### Extract to read
*-*-*
The P50 paradigm consists of two consecutive auditory clicks presented 500 ms apart (S1: first click or conditioning stimulus, S2: second click or test stimulus). The P50 gating is the relative amplitude reduction of auditory evoked potential P50 from the first stimulus (S1) to the second stimulus (S2), which mostly has been reported as a ratio measure (S2/S1).
Individual animals were kept in their home cage placed in recording Faraday boxes for at least 15 min before the start of the recording session in order to reduce any kind of stress. The timing of waveform averages was determined on the basis of 1) our balanced stimulus presentation protocol and 2) the compounds’ pharmacokinetics, while minimizing confounding effects of stimulant-induced stereotyped motoric hyperactivity on the one side and response habituation due to repeated stimulus presentations on the other side: @1) A 30 min stable EEG baseline session without stimuli was used to check the quality of signals, after which a subsequent drug-naive baseline session of 30 min followed with stimuli (120 trials: 3 runs of 40 trials “7 min each” with a 3 min white noise between trials): hence the baseline period in total lasted 2 times 30 min = 60 min. This series of 120 clicks (3000 Hz tones and 10-ms duration) was presented in pairs of 500 msec at 10s inter-stimulus interval at 87 dB compared with background of 40 dB. In the next phase of the experiment, a 120 min total session followed during which the challenge drugs were administered in the combined pharmacological treatment: this session included 4 series of 120 trials (each series lasted 30 min, so 4 times 30 = 120 min, 480 trials). In this second series of trials, the last 2 runs (i.e. trials 241–280) because of of habituation due to repeated stimulus presentation, only stimulus presentations with low levels of motor behavior and artifacts-free epochs were selected only to construct waveforms and calculate average peak amplitude for different AEP components. @2) Given the PK-characteristics of the drugs used (e.g. stereotyped behavior of challenge stimulant drugs will wear off after about 30 minutes, while PK indicates t ½ between 60–120 minutes; test compounds t ½ about 2–3 hrs), Therefore the waveform averages were analyzed while both compound PK characteristics were adequate, yet confounding effects of stereotyped behavior or stimulus habituation minimal.Stimuli were generated by sound hardware and software (Labview Electronic) and were delivered through speakers mounted at the cage top at approximate height of 20 cm to allow relatively uniform intensity distribution in the cage.
Offline, the AEP waveforms were filtered between 1 and 500 Hz and baseline corrected at stimulus onset. In all animals, the AEP waveforms were chosen from the the frontal electrode sites, the areas showing pronounced auditory potential response, were consequently used for all subsequent pharmacological studies. Waveform averages for each rat were calculated at 40–60 min after the administration of challenge drugs on epochs that were free of gross movement artefacts; sleep state and amplifiers saturation artifacts. Individual sweeps were rejected for movement artifacts based on a criterion of 2 times the root mean squared amplitude per rat. Grand average waveforms were constructed in 50 ms pre-stimulus and a 450 ms post-stimulus interval for each treatment. The resultant average for each subject were analyzed for P1, N1 and P2 component amplitudes.
*-*-*
### Task instructions
A – From the P50 methods text above, retype the section that begins at the words "The P50 paradigm" and stops after the words "ratio measure (S2/S1).", with no changes.
B – Answer these questions using the P50 methods text above.
(i) How far apart are the two clicks of the P50 paradigm presented?
(ii) For at least how long were the animals kept in their home cage in the recording Faraday boxes before recording began?
(iii) Between which frequencies were the AEP waveforms filtered offline?

### Source data
*-*-*
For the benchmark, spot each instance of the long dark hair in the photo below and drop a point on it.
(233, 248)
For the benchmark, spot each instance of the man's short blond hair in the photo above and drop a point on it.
*-*-*
### Solutions in order
A –
The P50 paradigm consists of two consecutive auditory clicks presented 500 ms apart (S1: first click or conditioning stimulus, S2: second click or test stimulus). The P50 gating is the relative amplitude reduction of auditory evoked potential P50 from the first stimulus (S1) to the second stimulus (S2), which mostly has been reported as a ratio measure (S2/S1).

B –
(i) 500 ms.
(ii) 15 min.
(iii) Between 1 and 500 Hz.